## DO THIS
The data follows this line. Copy verbatim the line with "[locate] the table" and each line after it to the end.

## RECORDS FOR PROCESSING
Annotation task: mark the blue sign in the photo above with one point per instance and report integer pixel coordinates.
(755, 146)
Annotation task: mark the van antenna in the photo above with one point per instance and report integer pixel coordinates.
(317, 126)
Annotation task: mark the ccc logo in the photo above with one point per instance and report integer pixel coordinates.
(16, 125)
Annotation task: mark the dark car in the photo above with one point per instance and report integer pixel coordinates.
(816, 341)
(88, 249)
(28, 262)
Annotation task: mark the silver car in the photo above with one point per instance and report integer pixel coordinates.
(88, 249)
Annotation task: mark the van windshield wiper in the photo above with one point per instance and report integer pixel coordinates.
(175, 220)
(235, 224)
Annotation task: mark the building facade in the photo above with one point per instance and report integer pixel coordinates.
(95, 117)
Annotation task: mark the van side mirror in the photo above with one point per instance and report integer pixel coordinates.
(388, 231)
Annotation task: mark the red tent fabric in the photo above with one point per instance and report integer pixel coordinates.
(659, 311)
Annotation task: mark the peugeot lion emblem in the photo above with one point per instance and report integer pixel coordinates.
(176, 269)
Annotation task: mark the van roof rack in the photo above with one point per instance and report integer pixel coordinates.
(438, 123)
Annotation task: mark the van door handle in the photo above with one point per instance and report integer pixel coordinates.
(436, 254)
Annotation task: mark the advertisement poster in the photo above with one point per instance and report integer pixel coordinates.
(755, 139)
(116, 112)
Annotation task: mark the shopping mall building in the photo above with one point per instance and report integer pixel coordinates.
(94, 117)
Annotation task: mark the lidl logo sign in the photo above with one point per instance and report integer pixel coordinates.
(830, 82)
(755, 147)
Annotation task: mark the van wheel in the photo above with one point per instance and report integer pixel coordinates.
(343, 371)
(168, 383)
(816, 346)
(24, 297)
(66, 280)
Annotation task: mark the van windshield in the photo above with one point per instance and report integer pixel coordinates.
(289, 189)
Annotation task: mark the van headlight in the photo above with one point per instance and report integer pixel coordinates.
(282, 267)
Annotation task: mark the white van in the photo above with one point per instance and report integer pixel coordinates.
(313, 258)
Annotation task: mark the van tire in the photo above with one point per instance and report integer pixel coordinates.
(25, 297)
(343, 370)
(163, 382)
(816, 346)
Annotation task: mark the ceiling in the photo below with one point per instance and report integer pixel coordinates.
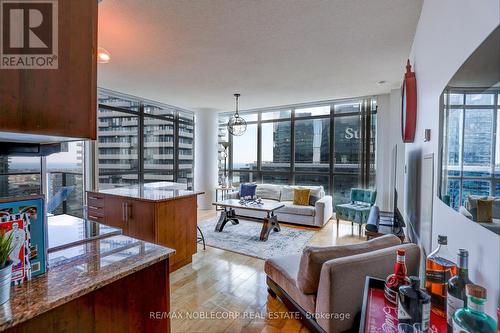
(196, 53)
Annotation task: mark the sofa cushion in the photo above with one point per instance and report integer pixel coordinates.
(485, 211)
(287, 193)
(283, 271)
(290, 208)
(313, 258)
(269, 191)
(301, 196)
(313, 199)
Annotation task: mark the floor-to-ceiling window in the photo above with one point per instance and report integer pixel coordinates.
(65, 183)
(143, 141)
(330, 144)
(20, 176)
(471, 148)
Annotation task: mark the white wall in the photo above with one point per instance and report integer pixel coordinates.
(388, 136)
(447, 33)
(205, 167)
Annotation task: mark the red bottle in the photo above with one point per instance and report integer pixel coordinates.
(398, 279)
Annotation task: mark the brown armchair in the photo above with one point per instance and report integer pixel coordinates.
(325, 284)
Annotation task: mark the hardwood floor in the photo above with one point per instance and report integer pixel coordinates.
(222, 291)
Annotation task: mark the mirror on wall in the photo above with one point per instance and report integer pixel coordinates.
(470, 137)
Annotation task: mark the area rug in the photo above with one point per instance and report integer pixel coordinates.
(244, 238)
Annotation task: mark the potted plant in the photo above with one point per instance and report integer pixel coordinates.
(5, 266)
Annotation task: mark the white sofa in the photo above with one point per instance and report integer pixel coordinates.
(316, 215)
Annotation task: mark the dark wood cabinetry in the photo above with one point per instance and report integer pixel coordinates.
(170, 223)
(62, 101)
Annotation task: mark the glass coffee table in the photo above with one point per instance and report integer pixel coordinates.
(228, 214)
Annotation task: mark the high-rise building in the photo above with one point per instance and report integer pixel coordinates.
(165, 134)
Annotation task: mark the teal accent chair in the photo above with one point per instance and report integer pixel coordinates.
(358, 209)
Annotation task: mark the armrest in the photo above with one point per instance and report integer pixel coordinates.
(462, 210)
(324, 210)
(232, 195)
(342, 281)
(314, 257)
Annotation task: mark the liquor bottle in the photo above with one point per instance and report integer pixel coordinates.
(498, 322)
(414, 305)
(438, 270)
(456, 297)
(472, 318)
(397, 279)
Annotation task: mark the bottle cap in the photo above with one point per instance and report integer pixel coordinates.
(463, 258)
(475, 291)
(443, 240)
(415, 282)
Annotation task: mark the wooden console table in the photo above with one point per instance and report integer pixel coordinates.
(161, 215)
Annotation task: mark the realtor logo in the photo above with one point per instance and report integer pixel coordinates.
(29, 34)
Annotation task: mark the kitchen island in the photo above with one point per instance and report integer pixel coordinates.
(106, 284)
(160, 213)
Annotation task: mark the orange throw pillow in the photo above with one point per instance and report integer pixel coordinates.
(301, 196)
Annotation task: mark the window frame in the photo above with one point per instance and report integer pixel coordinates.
(446, 108)
(367, 111)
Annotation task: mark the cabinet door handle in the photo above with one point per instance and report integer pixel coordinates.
(124, 214)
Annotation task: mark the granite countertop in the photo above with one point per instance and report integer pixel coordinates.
(158, 191)
(66, 230)
(76, 271)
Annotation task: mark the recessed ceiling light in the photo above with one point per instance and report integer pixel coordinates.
(103, 56)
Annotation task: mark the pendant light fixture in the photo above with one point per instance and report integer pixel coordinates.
(236, 125)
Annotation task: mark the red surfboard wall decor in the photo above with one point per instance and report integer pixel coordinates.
(409, 105)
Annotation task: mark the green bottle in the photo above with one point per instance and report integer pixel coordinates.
(472, 318)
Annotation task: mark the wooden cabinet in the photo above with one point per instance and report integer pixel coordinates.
(170, 223)
(114, 213)
(62, 101)
(140, 219)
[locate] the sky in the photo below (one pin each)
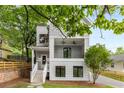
(111, 40)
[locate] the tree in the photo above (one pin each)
(119, 50)
(97, 59)
(21, 21)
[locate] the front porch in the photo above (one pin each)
(40, 60)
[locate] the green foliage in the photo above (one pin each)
(97, 59)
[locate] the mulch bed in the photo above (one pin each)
(14, 82)
(76, 83)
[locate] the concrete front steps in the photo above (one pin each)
(37, 81)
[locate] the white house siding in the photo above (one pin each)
(68, 70)
(118, 66)
(76, 51)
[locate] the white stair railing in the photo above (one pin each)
(33, 72)
(45, 72)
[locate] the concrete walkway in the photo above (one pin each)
(110, 82)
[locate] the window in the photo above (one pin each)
(60, 71)
(67, 52)
(43, 38)
(78, 71)
(112, 65)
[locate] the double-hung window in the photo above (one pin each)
(60, 71)
(77, 71)
(67, 52)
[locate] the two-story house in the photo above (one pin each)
(58, 57)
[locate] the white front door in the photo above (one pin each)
(44, 59)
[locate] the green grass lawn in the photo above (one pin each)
(21, 85)
(50, 85)
(114, 75)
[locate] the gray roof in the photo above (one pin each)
(119, 57)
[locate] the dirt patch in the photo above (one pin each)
(14, 82)
(76, 83)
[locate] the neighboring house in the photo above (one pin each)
(3, 51)
(57, 57)
(117, 63)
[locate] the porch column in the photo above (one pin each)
(32, 58)
(51, 48)
(86, 44)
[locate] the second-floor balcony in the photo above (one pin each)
(71, 48)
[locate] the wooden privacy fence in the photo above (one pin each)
(14, 65)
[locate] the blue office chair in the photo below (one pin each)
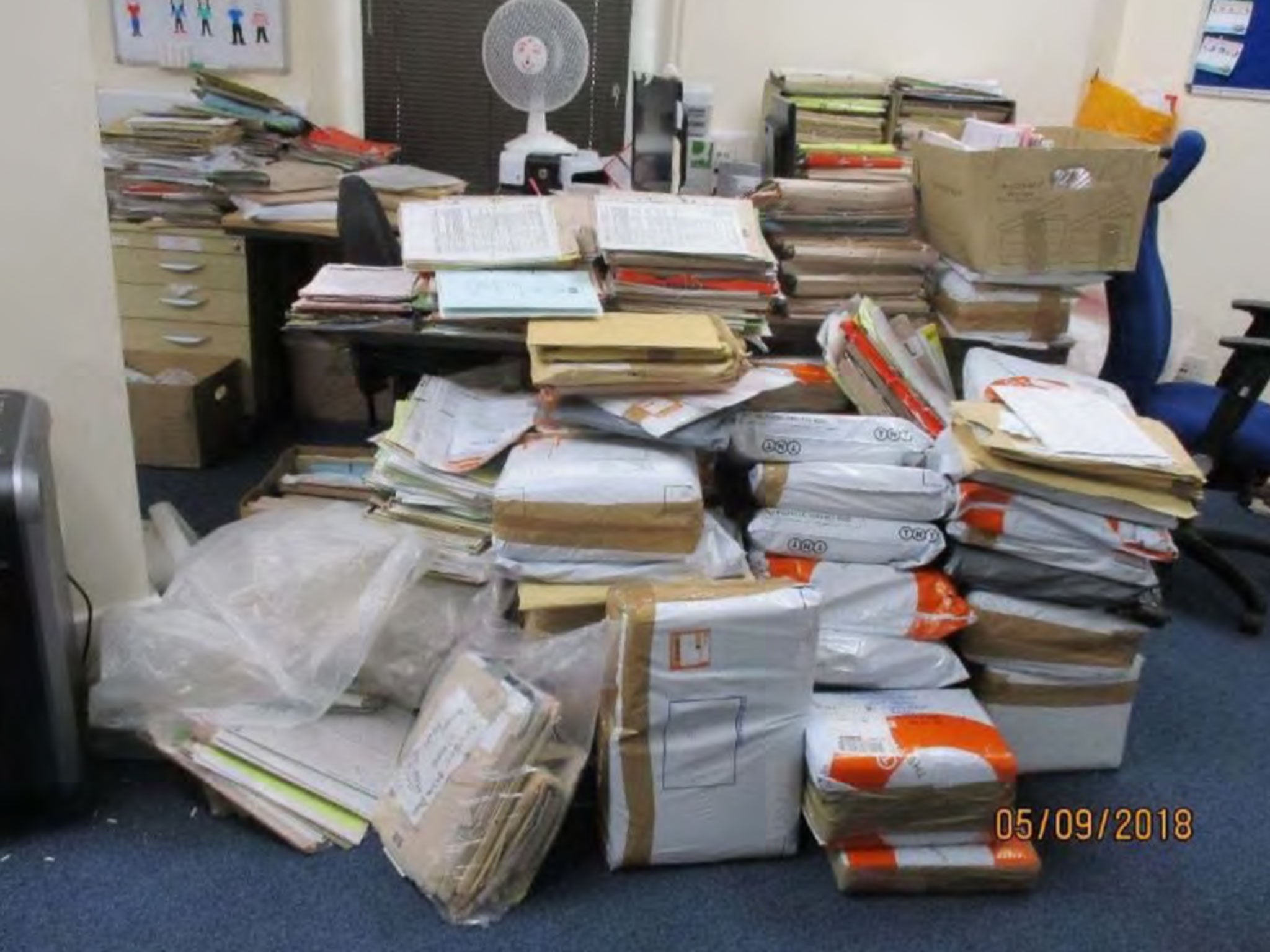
(1226, 427)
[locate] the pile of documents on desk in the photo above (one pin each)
(1068, 496)
(356, 296)
(686, 254)
(904, 788)
(846, 238)
(888, 366)
(437, 466)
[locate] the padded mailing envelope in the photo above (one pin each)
(904, 762)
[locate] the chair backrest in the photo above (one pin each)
(1139, 304)
(365, 232)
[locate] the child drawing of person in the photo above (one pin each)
(205, 18)
(260, 20)
(236, 14)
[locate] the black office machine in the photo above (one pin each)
(41, 674)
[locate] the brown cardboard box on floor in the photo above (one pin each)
(324, 382)
(1076, 207)
(178, 425)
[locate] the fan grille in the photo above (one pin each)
(536, 54)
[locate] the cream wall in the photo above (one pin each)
(1212, 231)
(1041, 50)
(59, 325)
(326, 63)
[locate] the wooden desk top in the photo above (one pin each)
(235, 224)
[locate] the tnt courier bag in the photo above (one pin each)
(966, 867)
(610, 499)
(897, 763)
(881, 627)
(701, 728)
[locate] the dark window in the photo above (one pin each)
(426, 84)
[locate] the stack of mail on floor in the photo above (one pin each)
(902, 781)
(846, 238)
(1068, 496)
(887, 366)
(636, 353)
(1060, 682)
(351, 295)
(686, 254)
(438, 464)
(313, 785)
(850, 508)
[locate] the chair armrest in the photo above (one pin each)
(1248, 346)
(1250, 305)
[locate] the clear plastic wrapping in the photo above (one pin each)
(267, 621)
(491, 767)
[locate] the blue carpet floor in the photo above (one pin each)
(153, 871)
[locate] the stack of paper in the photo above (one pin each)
(511, 298)
(887, 368)
(351, 295)
(437, 466)
(636, 353)
(944, 107)
(680, 253)
(166, 165)
(482, 232)
(846, 238)
(313, 785)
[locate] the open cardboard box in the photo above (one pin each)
(178, 425)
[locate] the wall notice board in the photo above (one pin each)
(1232, 50)
(220, 35)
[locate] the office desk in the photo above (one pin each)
(403, 356)
(283, 258)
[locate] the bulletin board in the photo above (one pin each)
(1232, 50)
(220, 35)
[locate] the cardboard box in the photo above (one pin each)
(324, 382)
(1076, 207)
(184, 426)
(298, 460)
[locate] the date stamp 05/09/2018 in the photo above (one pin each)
(1103, 824)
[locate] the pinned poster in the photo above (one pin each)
(1219, 55)
(1228, 17)
(216, 35)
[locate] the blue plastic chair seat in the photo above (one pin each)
(1188, 407)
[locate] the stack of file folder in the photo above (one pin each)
(845, 238)
(944, 107)
(636, 353)
(313, 786)
(351, 295)
(687, 254)
(171, 167)
(887, 367)
(437, 466)
(837, 113)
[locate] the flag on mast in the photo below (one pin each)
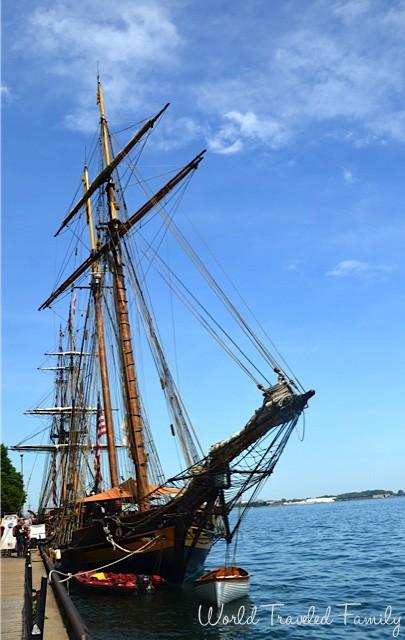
(101, 430)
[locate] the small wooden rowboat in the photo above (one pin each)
(223, 585)
(123, 582)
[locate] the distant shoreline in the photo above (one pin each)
(372, 494)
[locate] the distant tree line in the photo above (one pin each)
(12, 485)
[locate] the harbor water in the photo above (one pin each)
(323, 571)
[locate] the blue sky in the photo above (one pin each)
(301, 107)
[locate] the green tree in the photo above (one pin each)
(12, 485)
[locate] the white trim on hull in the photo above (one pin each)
(223, 585)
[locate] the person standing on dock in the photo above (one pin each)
(18, 533)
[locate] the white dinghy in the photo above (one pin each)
(223, 585)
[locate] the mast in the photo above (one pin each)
(124, 329)
(97, 295)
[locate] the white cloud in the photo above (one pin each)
(339, 68)
(334, 63)
(358, 268)
(124, 39)
(241, 129)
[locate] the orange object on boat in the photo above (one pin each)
(124, 582)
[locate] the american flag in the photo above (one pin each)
(101, 430)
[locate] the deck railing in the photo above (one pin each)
(76, 628)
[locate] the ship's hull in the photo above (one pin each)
(161, 551)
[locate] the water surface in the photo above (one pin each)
(300, 556)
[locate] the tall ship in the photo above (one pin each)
(105, 497)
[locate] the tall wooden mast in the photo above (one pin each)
(134, 415)
(97, 295)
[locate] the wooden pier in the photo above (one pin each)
(12, 600)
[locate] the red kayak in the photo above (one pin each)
(124, 582)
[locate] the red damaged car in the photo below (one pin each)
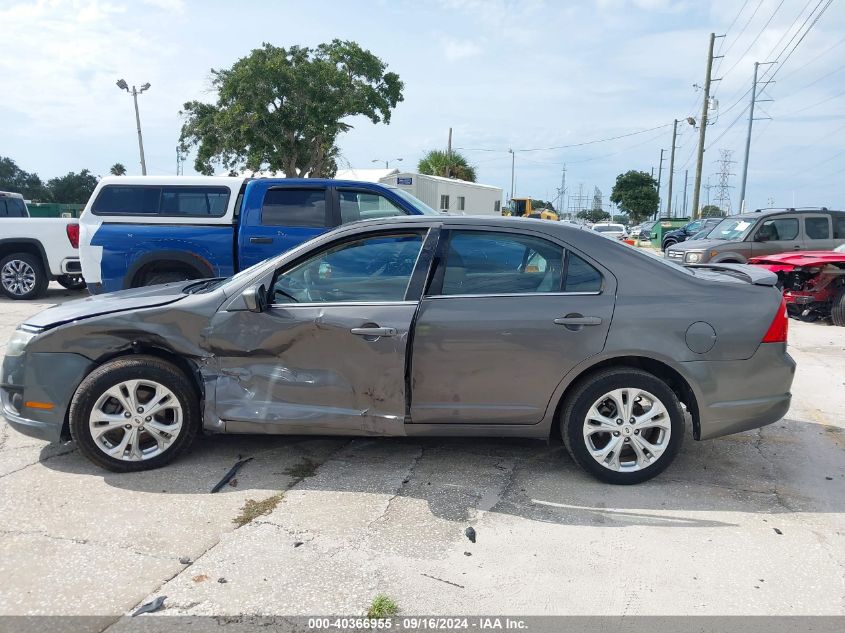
(813, 282)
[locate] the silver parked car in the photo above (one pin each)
(448, 326)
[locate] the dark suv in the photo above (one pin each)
(765, 232)
(686, 232)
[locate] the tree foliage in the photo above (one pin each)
(73, 188)
(635, 193)
(282, 109)
(593, 215)
(439, 163)
(711, 211)
(13, 178)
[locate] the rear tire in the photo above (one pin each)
(22, 276)
(109, 423)
(616, 450)
(837, 309)
(71, 282)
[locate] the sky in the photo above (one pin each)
(526, 75)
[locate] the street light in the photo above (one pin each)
(386, 162)
(121, 83)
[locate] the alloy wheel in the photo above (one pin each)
(136, 420)
(18, 277)
(627, 430)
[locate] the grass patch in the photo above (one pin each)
(382, 607)
(305, 468)
(253, 509)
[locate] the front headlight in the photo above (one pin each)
(18, 342)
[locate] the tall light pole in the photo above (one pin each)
(386, 162)
(135, 92)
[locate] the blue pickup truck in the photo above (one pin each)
(140, 231)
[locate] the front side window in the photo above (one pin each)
(486, 262)
(777, 230)
(374, 268)
(817, 228)
(295, 207)
(365, 205)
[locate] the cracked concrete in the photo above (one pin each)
(388, 515)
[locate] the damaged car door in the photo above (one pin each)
(328, 352)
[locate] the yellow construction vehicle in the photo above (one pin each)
(523, 208)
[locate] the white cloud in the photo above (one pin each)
(454, 50)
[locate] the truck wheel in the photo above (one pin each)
(134, 413)
(71, 282)
(837, 308)
(22, 276)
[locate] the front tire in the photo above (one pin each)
(71, 282)
(22, 276)
(623, 426)
(134, 413)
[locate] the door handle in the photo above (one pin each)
(374, 331)
(577, 319)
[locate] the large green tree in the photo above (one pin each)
(635, 193)
(282, 109)
(446, 164)
(13, 178)
(73, 188)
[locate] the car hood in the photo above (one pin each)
(805, 258)
(699, 245)
(132, 299)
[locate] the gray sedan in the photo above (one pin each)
(447, 326)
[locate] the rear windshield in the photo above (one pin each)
(166, 201)
(731, 229)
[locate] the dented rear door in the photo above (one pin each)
(329, 353)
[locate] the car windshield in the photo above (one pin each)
(733, 229)
(415, 202)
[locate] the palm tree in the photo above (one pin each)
(439, 163)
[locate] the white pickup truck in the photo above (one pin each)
(35, 250)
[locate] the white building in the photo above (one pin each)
(449, 195)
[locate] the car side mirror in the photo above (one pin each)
(255, 298)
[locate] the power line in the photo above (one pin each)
(546, 149)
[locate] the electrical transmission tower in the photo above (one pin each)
(723, 194)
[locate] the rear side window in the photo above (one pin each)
(365, 205)
(581, 276)
(294, 207)
(486, 262)
(174, 201)
(778, 230)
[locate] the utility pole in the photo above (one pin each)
(703, 127)
(513, 166)
(672, 169)
(659, 178)
(748, 136)
(449, 155)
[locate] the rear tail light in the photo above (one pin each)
(778, 329)
(73, 234)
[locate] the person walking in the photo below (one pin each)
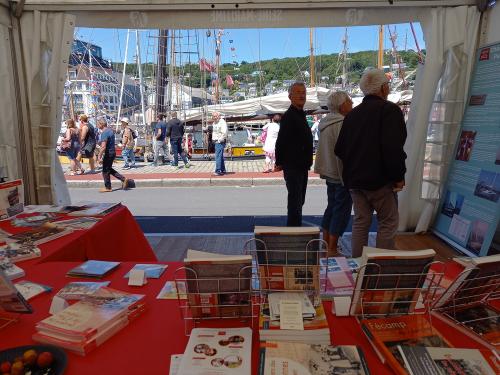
(160, 143)
(294, 150)
(370, 146)
(128, 144)
(271, 130)
(107, 154)
(329, 167)
(71, 145)
(175, 131)
(87, 142)
(219, 136)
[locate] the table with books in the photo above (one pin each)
(48, 235)
(145, 341)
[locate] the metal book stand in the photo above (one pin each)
(384, 295)
(479, 291)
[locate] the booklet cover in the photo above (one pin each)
(11, 198)
(30, 289)
(152, 271)
(93, 268)
(283, 358)
(218, 351)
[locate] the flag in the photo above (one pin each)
(206, 66)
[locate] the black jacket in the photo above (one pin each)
(370, 144)
(175, 129)
(294, 145)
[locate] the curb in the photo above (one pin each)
(191, 182)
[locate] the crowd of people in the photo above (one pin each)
(359, 155)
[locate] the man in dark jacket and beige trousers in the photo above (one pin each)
(370, 146)
(294, 149)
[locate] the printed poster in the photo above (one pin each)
(469, 213)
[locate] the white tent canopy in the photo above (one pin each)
(38, 42)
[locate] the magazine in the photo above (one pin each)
(16, 252)
(218, 351)
(386, 334)
(78, 223)
(420, 360)
(169, 290)
(11, 198)
(394, 294)
(93, 268)
(79, 289)
(39, 235)
(11, 300)
(152, 271)
(282, 358)
(30, 289)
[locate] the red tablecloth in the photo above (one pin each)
(117, 236)
(145, 346)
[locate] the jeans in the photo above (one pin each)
(128, 157)
(296, 184)
(176, 147)
(219, 157)
(338, 210)
(107, 170)
(385, 202)
(160, 145)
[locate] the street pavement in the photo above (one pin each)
(240, 172)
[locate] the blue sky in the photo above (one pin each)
(250, 44)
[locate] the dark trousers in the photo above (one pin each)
(107, 171)
(338, 211)
(176, 147)
(219, 157)
(296, 184)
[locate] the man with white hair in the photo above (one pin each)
(329, 167)
(219, 137)
(370, 146)
(294, 149)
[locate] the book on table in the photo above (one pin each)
(93, 268)
(89, 322)
(385, 334)
(11, 198)
(390, 281)
(18, 251)
(152, 271)
(11, 270)
(282, 358)
(218, 351)
(218, 286)
(316, 331)
(466, 306)
(11, 300)
(420, 360)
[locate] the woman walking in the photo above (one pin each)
(71, 144)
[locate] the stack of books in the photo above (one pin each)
(218, 285)
(83, 326)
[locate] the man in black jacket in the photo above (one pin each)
(175, 131)
(294, 149)
(370, 146)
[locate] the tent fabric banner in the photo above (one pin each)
(469, 213)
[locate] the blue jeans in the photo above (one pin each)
(296, 184)
(338, 211)
(128, 157)
(219, 158)
(177, 150)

## FINISHED ANSWER
[locate] the table with books in the photo above (one pin each)
(48, 235)
(145, 341)
[locate] the metal book stand in the photo above (one pin each)
(384, 295)
(479, 291)
[locate] the booklet cover in the photo above (one pin each)
(11, 198)
(30, 289)
(152, 271)
(93, 268)
(283, 358)
(218, 351)
[locate] the flag in the photo above (one pin each)
(206, 66)
[locate] the black jacket in the photo above (one pin each)
(370, 144)
(175, 129)
(294, 145)
[locate] the curb in the photo above (one pin each)
(191, 182)
[locate] the crowd of people in the photo above (one pin each)
(359, 155)
[locate] the man in dark jacket and beige trousers in the photo above (one pin each)
(370, 146)
(294, 149)
[locate] the printed poster in the photo above (one pin each)
(469, 213)
[locate] the white tent canopy in the photo above (one pin each)
(38, 42)
[locate] the magazine in the photo above (one pin each)
(16, 252)
(218, 351)
(386, 334)
(78, 223)
(420, 360)
(169, 290)
(11, 198)
(394, 294)
(93, 268)
(79, 289)
(39, 235)
(11, 300)
(152, 271)
(282, 358)
(30, 289)
[locate] the red tablecloth in the photo above (one pin each)
(117, 236)
(145, 346)
[locate] the jeans in the photo above (one pin each)
(128, 157)
(296, 184)
(176, 147)
(219, 157)
(338, 210)
(107, 170)
(385, 202)
(160, 145)
[locate] the street pavement in the photo above (one pin each)
(240, 172)
[locate] the blue sky in the photo above (one pin each)
(250, 44)
[locate] the dark trousers in the photo above (one pin each)
(107, 171)
(338, 211)
(176, 147)
(219, 157)
(296, 184)
[locate] the man with white hair in the photo above (one pin each)
(329, 167)
(219, 137)
(370, 146)
(294, 149)
[locate] the book on table in the photo above (one pin each)
(93, 268)
(89, 322)
(385, 334)
(11, 198)
(390, 281)
(18, 251)
(152, 271)
(11, 270)
(282, 358)
(218, 351)
(218, 286)
(316, 331)
(466, 306)
(11, 300)
(420, 360)
[locate] the woman walking in the photo above (one pin each)
(71, 144)
[locate] the stack of books in the photo above (one pin each)
(218, 285)
(83, 326)
[locate] the man in black jacket in the photo above (one pin each)
(175, 131)
(294, 149)
(370, 146)
[locate] the tent fabric banner in the photo above (one pin each)
(469, 213)
[locate] the blue jeans in the photo above (one pin each)
(296, 184)
(338, 211)
(128, 157)
(219, 158)
(177, 150)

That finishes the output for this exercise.